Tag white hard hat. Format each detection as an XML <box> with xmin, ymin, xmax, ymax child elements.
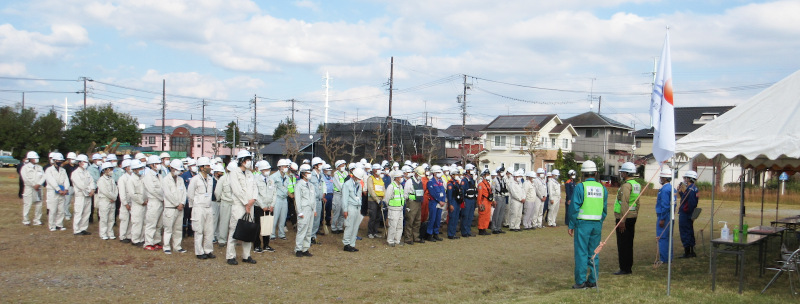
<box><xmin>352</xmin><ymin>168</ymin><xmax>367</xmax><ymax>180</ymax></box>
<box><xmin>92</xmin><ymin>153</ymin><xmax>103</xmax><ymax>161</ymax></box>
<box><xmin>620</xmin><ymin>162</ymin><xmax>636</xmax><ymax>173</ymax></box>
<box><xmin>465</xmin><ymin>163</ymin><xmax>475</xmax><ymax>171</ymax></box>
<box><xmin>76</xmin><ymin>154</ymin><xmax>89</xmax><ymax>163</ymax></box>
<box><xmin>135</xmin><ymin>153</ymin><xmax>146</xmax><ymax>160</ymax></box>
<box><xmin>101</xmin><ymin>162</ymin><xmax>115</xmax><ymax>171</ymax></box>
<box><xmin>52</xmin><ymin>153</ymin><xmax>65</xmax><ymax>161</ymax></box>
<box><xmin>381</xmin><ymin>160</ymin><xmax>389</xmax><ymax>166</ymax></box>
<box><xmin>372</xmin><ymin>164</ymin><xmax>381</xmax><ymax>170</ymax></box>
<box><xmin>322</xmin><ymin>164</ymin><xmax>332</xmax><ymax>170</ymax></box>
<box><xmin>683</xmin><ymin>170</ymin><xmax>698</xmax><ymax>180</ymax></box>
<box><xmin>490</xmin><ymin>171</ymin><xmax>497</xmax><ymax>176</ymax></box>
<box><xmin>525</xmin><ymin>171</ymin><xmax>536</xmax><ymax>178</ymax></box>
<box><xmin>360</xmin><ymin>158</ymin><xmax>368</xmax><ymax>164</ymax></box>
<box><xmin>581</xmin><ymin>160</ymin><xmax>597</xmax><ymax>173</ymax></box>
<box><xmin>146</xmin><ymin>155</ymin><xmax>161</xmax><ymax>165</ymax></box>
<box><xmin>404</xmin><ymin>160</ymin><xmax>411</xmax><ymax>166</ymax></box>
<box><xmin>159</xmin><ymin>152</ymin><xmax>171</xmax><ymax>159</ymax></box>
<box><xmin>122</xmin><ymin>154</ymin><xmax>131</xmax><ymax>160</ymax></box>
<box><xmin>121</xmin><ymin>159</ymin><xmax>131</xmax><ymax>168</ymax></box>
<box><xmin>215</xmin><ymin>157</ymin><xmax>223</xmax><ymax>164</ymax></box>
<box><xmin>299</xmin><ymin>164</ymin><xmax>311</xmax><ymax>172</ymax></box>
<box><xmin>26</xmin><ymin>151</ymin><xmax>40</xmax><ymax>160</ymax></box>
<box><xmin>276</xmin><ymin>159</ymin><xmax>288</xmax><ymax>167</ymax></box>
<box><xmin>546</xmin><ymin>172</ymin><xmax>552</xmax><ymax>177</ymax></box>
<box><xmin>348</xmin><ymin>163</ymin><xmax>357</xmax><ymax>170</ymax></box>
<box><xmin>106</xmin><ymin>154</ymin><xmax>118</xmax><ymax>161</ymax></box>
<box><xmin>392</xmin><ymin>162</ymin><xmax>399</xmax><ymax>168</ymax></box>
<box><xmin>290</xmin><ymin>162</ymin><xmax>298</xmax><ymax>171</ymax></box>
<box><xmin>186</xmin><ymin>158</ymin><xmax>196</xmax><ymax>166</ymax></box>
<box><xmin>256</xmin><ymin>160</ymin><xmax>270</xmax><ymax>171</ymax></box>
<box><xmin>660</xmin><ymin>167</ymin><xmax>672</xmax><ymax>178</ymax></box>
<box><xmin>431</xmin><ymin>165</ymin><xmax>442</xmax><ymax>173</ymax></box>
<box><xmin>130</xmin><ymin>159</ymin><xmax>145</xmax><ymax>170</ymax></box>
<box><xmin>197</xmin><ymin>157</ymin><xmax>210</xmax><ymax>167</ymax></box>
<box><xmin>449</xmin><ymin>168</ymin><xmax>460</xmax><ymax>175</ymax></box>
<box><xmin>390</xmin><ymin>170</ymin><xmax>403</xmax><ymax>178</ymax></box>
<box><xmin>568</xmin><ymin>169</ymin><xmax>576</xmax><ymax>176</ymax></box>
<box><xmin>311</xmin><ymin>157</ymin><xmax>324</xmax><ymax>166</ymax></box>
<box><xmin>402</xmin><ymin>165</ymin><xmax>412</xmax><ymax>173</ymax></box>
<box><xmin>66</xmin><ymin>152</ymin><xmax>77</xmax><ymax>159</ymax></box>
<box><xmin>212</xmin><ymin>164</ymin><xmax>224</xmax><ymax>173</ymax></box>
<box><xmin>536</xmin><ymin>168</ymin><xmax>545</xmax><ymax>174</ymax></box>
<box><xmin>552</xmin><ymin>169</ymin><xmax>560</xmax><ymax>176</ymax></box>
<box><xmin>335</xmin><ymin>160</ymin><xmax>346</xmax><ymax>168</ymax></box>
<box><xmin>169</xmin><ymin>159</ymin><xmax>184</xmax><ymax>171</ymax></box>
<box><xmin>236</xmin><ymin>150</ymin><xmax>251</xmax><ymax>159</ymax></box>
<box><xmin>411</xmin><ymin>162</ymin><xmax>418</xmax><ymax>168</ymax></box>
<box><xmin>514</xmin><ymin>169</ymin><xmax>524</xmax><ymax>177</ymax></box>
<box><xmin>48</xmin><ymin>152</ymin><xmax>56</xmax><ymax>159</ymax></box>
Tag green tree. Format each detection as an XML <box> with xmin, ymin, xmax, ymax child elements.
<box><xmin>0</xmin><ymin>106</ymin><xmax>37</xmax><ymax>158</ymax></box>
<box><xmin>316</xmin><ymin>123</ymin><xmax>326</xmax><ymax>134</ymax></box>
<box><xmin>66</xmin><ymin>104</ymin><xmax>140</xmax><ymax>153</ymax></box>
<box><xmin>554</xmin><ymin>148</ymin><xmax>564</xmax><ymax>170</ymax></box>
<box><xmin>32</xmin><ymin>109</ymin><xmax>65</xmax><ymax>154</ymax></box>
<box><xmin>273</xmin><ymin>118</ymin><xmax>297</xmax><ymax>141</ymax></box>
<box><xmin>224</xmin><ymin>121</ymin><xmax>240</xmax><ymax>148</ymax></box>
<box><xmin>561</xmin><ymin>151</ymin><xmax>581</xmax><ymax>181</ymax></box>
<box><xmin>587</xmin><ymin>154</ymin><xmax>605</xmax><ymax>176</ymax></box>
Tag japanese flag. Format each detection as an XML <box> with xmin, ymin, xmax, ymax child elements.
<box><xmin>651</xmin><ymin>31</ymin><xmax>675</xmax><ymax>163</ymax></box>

◆ EXERCISE GOAL:
Return exactly the run of lines that opens with the one containing "Tag green tree." and closes with the last line of the records above.

◆ RESPONSE TO THE TASK:
Tag green tree. Format each detection as an XML <box> with xmin, ymin, xmax, ymax child elements.
<box><xmin>0</xmin><ymin>106</ymin><xmax>37</xmax><ymax>158</ymax></box>
<box><xmin>316</xmin><ymin>123</ymin><xmax>326</xmax><ymax>134</ymax></box>
<box><xmin>66</xmin><ymin>104</ymin><xmax>140</xmax><ymax>153</ymax></box>
<box><xmin>554</xmin><ymin>148</ymin><xmax>564</xmax><ymax>170</ymax></box>
<box><xmin>32</xmin><ymin>109</ymin><xmax>65</xmax><ymax>154</ymax></box>
<box><xmin>273</xmin><ymin>118</ymin><xmax>297</xmax><ymax>141</ymax></box>
<box><xmin>224</xmin><ymin>121</ymin><xmax>240</xmax><ymax>148</ymax></box>
<box><xmin>561</xmin><ymin>151</ymin><xmax>581</xmax><ymax>181</ymax></box>
<box><xmin>587</xmin><ymin>154</ymin><xmax>605</xmax><ymax>176</ymax></box>
Tag japanese flag. Format each detection as an XML <box> with xmin, ymin, xmax, ymax child elements.
<box><xmin>651</xmin><ymin>31</ymin><xmax>675</xmax><ymax>163</ymax></box>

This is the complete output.